◆ **TEKSTFRAGMENT**
Opschaling naar alternatieve energiebronnen is noodzakelijk om de doelen uit het Klimaatakkoord te halen. Wind op zee is een van de belangrijkste duurzame bronnen. In opdracht van meerdere Noordelijke gemeenten, waterschappen en provincies heeft Berenschot bijgedragen aan een breed gedragen advies aan de minister van EZK over de aanlanding van stroom uit een windpark ten noorden van de Waddeneilanden.
Procesbegeleiding
Berenschot begeleidde een zorgvuldig gekozen proces op basis waarvan het advies tot stand is gekomen. Hierbij is onder andere rekening gehouden met maatschappelijk draagvlak, ecologische waarden en economische factoren. De partijen in de regio hebben onder leiding van Berenschot in korte tijd intensief samenwerkt om een volledig beeld van de situatie te krijgen en tot een breed gedragen advies te komen.

◆ **SCHRIFTELIJKE OPDRACHT A**
Aan wie was het advies over de aanlanding van stroom gericht, volgens het tekstfragment over wind op zee?
◆ **SCHRIFTELIJKE OPDRACHT B**
Ga verder met het tekstfragment over wind op zee, aansluitend op de laatste zin.

◆ **AANGELEVERDE VERMELDINGEN**
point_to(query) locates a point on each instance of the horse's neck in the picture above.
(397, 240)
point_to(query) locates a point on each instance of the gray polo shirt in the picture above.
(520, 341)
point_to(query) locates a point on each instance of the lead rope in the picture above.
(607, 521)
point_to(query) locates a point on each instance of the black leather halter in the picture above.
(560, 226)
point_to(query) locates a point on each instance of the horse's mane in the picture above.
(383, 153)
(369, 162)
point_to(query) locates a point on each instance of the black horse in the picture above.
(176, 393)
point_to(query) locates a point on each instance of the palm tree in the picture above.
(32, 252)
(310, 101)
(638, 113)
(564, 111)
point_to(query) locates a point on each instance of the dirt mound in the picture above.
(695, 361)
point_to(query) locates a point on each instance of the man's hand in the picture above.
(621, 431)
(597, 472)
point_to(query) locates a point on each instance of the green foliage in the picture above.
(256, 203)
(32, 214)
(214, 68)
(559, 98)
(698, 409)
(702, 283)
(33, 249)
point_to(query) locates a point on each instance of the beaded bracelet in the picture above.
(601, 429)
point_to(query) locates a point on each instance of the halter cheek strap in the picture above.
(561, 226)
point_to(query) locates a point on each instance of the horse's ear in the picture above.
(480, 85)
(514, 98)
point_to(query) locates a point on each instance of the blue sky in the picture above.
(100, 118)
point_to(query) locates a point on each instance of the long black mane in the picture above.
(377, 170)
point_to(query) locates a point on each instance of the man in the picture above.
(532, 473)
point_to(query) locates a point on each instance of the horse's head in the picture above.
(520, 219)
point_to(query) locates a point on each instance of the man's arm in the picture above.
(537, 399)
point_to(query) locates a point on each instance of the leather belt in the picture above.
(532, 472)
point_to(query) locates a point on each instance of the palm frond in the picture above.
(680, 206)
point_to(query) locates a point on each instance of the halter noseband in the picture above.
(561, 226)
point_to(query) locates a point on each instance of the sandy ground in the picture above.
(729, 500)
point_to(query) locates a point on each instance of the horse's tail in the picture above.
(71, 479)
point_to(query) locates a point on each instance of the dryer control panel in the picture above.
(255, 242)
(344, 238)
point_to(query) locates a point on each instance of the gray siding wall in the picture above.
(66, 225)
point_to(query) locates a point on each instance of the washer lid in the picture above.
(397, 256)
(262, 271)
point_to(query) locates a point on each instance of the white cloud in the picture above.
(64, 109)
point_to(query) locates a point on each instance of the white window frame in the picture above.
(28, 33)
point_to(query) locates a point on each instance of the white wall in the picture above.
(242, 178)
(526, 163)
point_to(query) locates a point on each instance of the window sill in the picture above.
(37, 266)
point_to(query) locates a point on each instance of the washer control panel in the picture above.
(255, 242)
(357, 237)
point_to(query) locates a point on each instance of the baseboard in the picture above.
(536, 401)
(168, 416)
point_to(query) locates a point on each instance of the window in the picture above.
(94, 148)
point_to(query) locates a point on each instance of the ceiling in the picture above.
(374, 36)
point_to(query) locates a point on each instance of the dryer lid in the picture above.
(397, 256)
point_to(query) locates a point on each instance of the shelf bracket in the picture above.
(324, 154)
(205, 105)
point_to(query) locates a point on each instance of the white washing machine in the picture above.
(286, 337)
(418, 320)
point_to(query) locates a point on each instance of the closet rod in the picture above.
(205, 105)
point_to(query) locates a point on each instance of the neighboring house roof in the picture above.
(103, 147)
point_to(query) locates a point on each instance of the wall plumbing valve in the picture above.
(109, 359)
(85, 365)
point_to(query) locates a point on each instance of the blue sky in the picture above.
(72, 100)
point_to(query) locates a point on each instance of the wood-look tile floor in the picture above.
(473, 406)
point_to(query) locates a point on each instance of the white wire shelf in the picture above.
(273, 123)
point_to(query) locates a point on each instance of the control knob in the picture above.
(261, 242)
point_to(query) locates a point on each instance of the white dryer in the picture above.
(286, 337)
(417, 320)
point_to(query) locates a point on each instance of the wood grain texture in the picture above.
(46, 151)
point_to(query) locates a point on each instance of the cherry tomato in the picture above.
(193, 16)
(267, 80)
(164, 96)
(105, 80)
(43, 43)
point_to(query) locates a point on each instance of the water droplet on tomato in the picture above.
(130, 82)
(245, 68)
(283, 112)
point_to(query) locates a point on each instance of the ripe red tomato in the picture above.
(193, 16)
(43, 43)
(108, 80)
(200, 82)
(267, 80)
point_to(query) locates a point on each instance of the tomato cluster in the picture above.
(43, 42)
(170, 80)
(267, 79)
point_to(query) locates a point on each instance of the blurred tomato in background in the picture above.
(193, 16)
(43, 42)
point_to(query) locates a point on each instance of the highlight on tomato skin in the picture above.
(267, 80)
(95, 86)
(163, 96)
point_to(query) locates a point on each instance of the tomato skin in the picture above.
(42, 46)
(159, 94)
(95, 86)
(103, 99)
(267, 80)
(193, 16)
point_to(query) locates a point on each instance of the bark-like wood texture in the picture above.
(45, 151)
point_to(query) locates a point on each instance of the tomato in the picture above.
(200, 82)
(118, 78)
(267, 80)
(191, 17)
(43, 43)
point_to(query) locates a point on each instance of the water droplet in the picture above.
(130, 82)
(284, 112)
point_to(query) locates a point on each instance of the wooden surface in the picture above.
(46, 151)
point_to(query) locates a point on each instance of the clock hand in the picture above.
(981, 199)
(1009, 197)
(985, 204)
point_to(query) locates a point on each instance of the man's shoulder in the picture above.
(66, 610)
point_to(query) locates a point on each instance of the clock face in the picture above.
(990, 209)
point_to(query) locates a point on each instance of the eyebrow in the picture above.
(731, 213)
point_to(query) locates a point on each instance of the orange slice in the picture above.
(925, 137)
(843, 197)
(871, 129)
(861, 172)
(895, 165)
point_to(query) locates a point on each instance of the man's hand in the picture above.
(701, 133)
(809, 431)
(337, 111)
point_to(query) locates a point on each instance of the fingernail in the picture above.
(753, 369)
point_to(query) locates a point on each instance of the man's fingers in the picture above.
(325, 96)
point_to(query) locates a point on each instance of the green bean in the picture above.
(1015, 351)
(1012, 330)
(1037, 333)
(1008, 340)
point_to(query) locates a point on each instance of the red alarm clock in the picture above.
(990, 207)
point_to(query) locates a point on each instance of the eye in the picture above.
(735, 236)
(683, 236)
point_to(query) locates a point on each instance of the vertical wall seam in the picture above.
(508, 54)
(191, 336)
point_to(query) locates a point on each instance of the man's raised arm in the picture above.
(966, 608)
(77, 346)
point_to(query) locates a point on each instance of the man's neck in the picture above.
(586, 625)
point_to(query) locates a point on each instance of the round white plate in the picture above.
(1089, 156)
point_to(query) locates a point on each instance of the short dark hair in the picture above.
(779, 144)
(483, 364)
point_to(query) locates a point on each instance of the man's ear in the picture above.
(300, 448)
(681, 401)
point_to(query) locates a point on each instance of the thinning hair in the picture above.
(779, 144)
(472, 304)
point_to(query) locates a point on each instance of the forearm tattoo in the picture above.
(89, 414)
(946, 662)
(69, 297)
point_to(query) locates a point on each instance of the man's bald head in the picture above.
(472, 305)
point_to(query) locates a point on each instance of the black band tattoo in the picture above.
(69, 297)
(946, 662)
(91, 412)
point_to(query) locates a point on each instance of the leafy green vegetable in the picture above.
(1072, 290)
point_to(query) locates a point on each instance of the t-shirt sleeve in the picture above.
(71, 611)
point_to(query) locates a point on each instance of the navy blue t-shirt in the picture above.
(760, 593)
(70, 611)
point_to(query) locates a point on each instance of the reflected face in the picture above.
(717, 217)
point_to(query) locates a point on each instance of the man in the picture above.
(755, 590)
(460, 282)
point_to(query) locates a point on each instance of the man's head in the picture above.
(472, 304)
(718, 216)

◆ **EINDRESULTAAT A**
Aan de minister van EZK.

◆ **EINDRESULTAAT B**
Onze aanpak
Op basis van een deskstudie en interviews werd een trechterproces opgezet om tot een keuze te komen van het gewenste tracéalternatief en meekoppelkansen te bepalen. Daarnaast zijn namens de regiopartijen randvoorwaarden opgesteld, die van belang zijn voor de uitvoering van het gekozen tracéalternatief. Ook werden locatiespecifieke randvoorwaarden opgesteld in samenwerking met de ambtelijke organisaties. Bij aanvang en tijdens het proces zijn de belangen in kaart gebracht om tot een gezamenlijk standpunt te komen namens alle regiopartijen en bereidde Berenschot gesprekken voor met de bestuurders (Friesland en Groningen) en EZK om dit gezamenlijke standpunt duidelijk en goed over te brengen.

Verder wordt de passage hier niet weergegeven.